* _PROBLEM DETAILS_:
All of the data goes into your copy exactly as written. Images do not.

(Beginning of INFORMATION)

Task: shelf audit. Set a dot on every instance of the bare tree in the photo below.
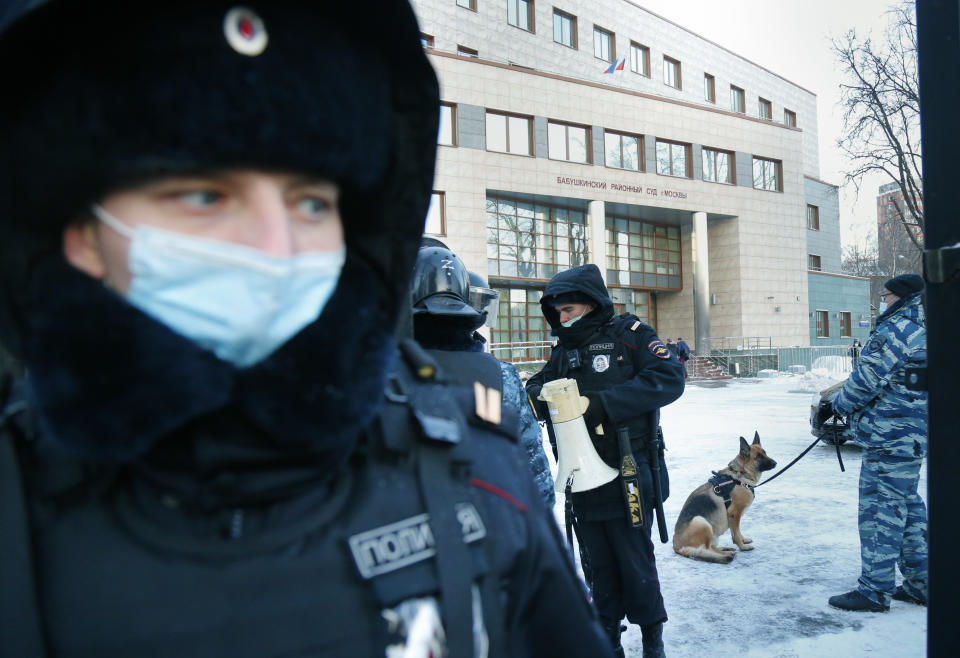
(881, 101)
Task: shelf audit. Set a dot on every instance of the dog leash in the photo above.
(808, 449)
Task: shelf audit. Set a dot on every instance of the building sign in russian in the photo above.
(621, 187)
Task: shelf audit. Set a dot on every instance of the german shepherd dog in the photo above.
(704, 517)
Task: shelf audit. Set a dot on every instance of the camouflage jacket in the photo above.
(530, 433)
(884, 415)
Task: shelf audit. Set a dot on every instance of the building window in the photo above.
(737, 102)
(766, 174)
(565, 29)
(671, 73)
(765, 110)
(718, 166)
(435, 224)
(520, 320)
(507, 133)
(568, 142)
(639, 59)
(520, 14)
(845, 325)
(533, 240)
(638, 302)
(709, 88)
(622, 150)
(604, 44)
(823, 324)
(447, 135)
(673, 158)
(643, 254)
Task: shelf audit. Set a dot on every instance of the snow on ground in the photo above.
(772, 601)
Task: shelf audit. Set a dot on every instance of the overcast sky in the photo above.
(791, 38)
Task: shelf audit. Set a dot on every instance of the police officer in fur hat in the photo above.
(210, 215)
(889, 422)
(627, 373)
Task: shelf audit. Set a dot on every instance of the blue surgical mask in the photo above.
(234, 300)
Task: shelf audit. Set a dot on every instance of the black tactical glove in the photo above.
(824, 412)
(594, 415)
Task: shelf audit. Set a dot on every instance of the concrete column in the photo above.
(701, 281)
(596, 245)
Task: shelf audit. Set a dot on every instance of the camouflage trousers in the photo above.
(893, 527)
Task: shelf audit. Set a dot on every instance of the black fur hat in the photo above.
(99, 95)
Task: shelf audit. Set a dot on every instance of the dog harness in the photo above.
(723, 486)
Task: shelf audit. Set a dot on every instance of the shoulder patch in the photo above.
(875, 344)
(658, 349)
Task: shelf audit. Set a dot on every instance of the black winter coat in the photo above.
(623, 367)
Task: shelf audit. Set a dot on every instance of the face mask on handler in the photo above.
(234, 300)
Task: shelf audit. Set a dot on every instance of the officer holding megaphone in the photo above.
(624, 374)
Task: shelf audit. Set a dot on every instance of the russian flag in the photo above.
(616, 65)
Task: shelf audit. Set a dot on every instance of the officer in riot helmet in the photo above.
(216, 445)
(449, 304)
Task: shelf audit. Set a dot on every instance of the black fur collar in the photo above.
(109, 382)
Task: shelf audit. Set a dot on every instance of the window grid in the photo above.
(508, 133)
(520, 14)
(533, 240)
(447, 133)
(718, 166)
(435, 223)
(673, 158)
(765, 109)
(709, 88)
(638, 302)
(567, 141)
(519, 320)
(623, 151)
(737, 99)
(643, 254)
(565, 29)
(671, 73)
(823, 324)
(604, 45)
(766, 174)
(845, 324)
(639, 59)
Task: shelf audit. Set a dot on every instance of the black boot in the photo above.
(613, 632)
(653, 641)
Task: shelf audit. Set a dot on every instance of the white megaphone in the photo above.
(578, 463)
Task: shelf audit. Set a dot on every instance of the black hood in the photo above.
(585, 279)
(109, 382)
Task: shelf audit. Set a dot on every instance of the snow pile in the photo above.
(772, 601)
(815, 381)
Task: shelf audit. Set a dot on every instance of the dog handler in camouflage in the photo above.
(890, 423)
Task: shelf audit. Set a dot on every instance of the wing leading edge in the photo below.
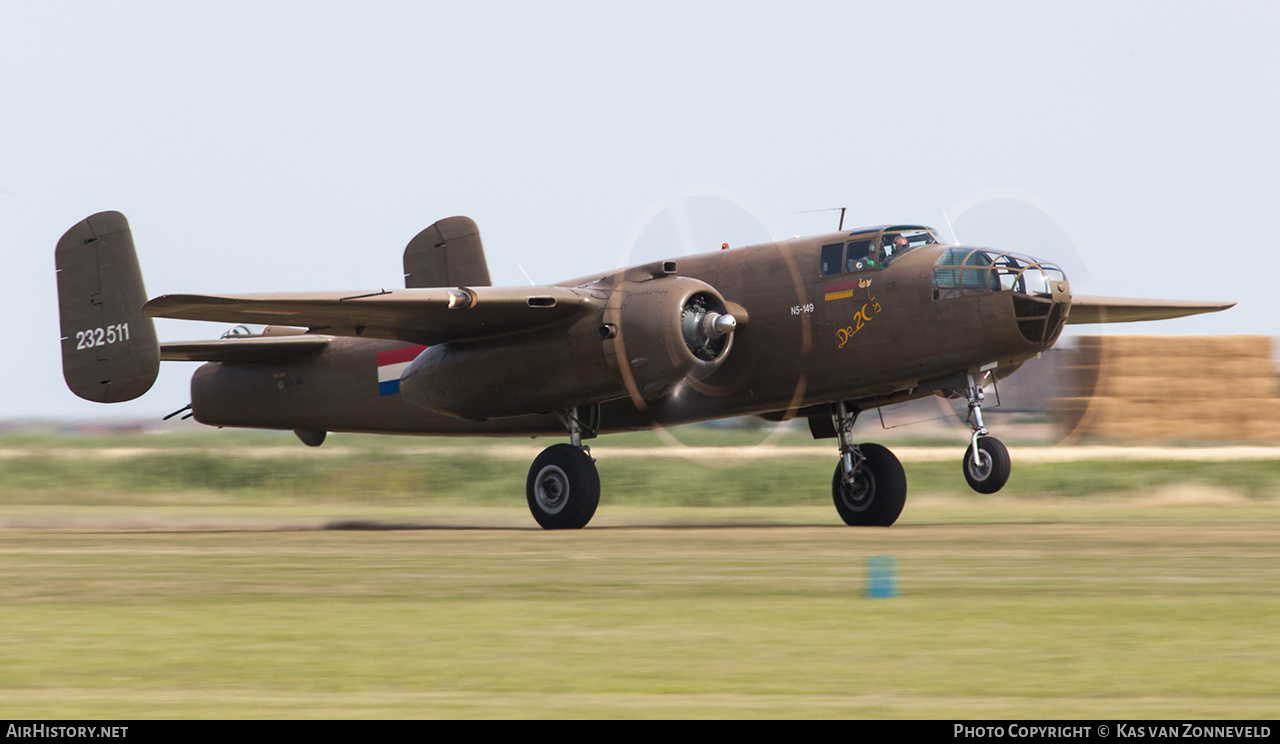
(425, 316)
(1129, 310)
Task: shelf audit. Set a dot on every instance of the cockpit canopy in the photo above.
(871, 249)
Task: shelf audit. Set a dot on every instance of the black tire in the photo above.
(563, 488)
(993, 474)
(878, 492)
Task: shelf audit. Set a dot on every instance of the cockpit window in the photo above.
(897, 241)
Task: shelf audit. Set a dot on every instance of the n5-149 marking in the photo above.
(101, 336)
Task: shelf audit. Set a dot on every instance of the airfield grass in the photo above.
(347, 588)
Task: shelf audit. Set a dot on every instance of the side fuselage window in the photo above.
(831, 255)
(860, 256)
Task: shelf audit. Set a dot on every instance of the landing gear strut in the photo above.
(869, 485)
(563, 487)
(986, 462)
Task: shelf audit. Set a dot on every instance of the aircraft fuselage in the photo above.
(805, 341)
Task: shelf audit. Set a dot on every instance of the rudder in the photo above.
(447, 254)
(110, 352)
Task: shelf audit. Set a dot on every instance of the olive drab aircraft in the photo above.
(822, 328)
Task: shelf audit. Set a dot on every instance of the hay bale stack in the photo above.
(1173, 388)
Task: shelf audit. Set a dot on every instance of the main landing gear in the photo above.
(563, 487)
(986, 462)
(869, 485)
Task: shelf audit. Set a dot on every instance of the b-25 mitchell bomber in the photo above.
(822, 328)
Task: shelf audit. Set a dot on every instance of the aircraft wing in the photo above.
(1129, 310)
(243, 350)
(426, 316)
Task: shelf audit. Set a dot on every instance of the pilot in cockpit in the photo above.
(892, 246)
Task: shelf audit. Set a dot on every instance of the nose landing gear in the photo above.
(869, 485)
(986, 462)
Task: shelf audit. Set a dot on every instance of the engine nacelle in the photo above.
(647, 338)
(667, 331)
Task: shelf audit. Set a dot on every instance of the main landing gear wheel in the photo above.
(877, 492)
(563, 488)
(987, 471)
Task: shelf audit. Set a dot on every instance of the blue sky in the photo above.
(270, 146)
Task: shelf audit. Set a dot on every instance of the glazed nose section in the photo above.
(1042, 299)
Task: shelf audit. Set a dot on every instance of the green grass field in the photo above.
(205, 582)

(End of INFORMATION)

* _RESPONSE BOX_:
Task: shelf audit. Set a dot on every instance of the bare tree in the photo below.
(881, 101)
Task: shelf audit. Set a dot on every instance of the dog leash in the photo above.
(808, 449)
Task: shelf audit. Set a dot on every instance of the building sign in russian in the photo above.
(621, 187)
Task: shelf audit. Set a dot on every instance of the german shepherd dog in the photo above.
(704, 517)
Task: shelf audit. Set a dot on every instance of the camouflage jacket in the photo above.
(530, 433)
(884, 415)
Task: shelf audit. Set a dot on every instance of the building window in the photo above.
(737, 102)
(766, 174)
(565, 29)
(671, 73)
(765, 110)
(718, 166)
(435, 224)
(520, 320)
(507, 133)
(568, 142)
(639, 59)
(520, 14)
(845, 325)
(533, 240)
(638, 302)
(709, 88)
(622, 150)
(604, 44)
(823, 324)
(447, 135)
(673, 158)
(643, 254)
Task: shelf audit. Set a dot on every instance of the snow on ground in the photo above.
(772, 601)
Task: shelf audit. Set a dot on every instance of the overcast sky in the photo above.
(791, 38)
Task: shelf audit. Set a dot on every instance of the police officer in fur hat in the photo above.
(210, 215)
(889, 422)
(627, 373)
Task: shelf audit. Set a dot on every instance of the blue surgical mask in the photo above.
(234, 300)
Task: shelf audit. Set a dot on every instance of the black tactical glove in the photo above.
(824, 412)
(594, 415)
Task: shelf audit. Set a dot on every instance of the concrete column in the photo above.
(701, 281)
(596, 245)
Task: shelf audit. Set a dot on every instance of the camouflage trousers in the photo above.
(893, 527)
Task: shelf audit. Set a dot on every instance of the black fur hat in the photo above.
(99, 95)
Task: shelf audit. Set a dot on every instance of the dog harness in the photo above.
(723, 486)
Task: shelf audit. Set a dot on every instance of the shoulder patch in the photo above.
(875, 344)
(658, 349)
Task: shelf audit. Set a dot on every instance of the black winter coat in the photo above.
(623, 367)
Task: shelf audit. Set a dot on every instance of the face mask on handler in the photo above.
(234, 300)
Task: shelf audit. Set a dot on every instance of the officer holding megaphone in the photo above.
(624, 374)
Task: shelf audit. Set a dot on every instance of the russian flag in the photo above.
(616, 65)
Task: shelf audit. Set a dot on every instance of the officer in riot helmet in the photo above.
(216, 445)
(449, 304)
Task: shelf audit. Set a dot on every instance of the black fur collar in the photo above.
(109, 382)
Task: shelf audit. Set a dot on every instance of the window grid in the photo above.
(508, 133)
(520, 14)
(533, 240)
(447, 133)
(718, 166)
(435, 223)
(673, 158)
(765, 109)
(709, 88)
(638, 302)
(567, 141)
(519, 320)
(623, 151)
(737, 99)
(643, 254)
(565, 29)
(671, 73)
(823, 324)
(604, 45)
(766, 174)
(845, 324)
(639, 59)
Task: shelf audit. Set a dot on every instance of the black boot in the photo above.
(613, 632)
(653, 641)
Task: shelf audit. Set a dot on every instance of the white megaphone in the photo above.
(578, 463)
Task: shelf audit. Set a dot on every instance of the black hood in the photo above.
(585, 279)
(109, 382)
Task: shelf audit. Set a dot on every instance of the snow pile in the photo above.
(772, 601)
(815, 381)
Task: shelf audit. Set a dot on every instance of the dog handler in camouflage in the photo above.
(890, 423)
Task: shelf audit. Set a dot on every instance of the wing leading edge in the photo below.
(425, 316)
(1129, 310)
Task: shelf audit. Set a dot on every instance of the cockpit canopy in the photo above.
(871, 249)
Task: shelf audit. Set a dot on every instance of the black tire in the photo above.
(563, 488)
(993, 474)
(878, 492)
Task: shelf audit. Set a dot on every instance of the cockpit window in the photo above.
(897, 241)
Task: shelf audit. Set a dot on every instance of the n5-149 marking in the photo above.
(101, 336)
Task: shelf audit. Set a dot on every instance of the airfield grass in the photo above.
(347, 588)
Task: shelf audit. Set a dot on every instance of the side fuselage window in the photo above.
(831, 255)
(860, 256)
Task: shelf audit. Set a dot on every instance of the landing gear strut in the photo above.
(869, 485)
(563, 487)
(986, 462)
Task: shelf audit. Set a dot on every instance of the aircraft fuselage in the photo above.
(805, 341)
Task: shelf audit. Set a dot on every instance of the rudder in the photo above.
(447, 254)
(110, 352)
Task: shelf audit. Set a dot on every instance of the olive drab aircraft in the photo above.
(822, 328)
Task: shelf audit. Set a dot on every instance of the hay bale stack in the photo above.
(1173, 388)
Task: shelf audit. Set a dot on every instance of the main landing gear in the photo above.
(563, 487)
(986, 462)
(869, 485)
Task: shelf audit. Set a dot on every instance of the b-25 mitchell bomber in the photo above.
(822, 328)
Task: shelf audit. Set a dot on every instance of the aircraft wing in the photo above.
(1129, 310)
(243, 350)
(426, 316)
Task: shelf audit. Set a dot on every instance of the pilot in cockpit in the photo above.
(892, 246)
Task: shelf audit. Set a dot on every instance of the nose landing gear in the photo above.
(869, 485)
(986, 462)
Task: shelf audit. Set a dot on every instance of the engine nacelle in the photo above.
(647, 338)
(667, 331)
Task: shelf audit. Set a dot on every instance of the main landing gear wheel in the photo above.
(877, 492)
(563, 488)
(987, 471)
Task: shelf audit. Set a dot on every instance of the blue sky in the photo above.
(270, 146)
Task: shelf audit. Set a dot on every instance of the glazed nose section in the photo above.
(1042, 299)
Task: shelf audit. Set a dot on every instance of the green grass field in the photo above.
(205, 582)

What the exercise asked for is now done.